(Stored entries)
»»

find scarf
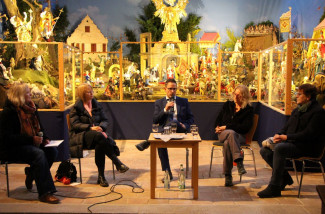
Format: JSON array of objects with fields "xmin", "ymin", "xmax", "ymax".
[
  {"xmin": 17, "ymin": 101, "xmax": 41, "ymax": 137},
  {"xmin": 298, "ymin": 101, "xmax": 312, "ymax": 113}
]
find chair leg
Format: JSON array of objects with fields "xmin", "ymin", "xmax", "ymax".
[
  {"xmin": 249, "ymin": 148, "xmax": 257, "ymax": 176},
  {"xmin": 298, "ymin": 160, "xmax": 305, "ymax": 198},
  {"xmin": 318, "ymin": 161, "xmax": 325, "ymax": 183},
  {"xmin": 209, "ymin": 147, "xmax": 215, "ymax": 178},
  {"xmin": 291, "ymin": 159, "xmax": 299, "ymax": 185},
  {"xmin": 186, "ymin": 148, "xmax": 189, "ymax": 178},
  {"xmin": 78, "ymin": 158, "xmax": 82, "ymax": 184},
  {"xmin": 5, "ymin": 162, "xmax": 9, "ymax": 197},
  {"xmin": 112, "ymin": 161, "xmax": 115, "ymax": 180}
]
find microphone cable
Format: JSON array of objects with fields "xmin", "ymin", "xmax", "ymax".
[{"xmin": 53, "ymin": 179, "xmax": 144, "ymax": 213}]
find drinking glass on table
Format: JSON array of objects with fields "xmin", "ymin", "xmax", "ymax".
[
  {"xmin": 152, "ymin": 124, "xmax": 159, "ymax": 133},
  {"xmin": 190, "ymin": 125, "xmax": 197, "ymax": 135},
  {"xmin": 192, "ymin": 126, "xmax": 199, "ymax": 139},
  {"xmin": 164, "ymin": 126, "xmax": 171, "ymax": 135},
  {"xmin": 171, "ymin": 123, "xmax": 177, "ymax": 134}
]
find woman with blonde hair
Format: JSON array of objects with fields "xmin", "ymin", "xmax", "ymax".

««

Required work: Among the lines of the data, some may contain the string "find"; report how many, and nothing more.

Written answer: 5